● Data to use:
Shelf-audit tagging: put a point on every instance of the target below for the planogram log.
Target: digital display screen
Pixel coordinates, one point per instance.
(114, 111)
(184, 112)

● Written instruction: Report every line of the records that contains the string "instance", matching case exactly, and copy each one in full.

● Result:
Shelf-audit tagging: put a point on every instance of the target below for the planogram log.
Pixel coordinates, one point per instance.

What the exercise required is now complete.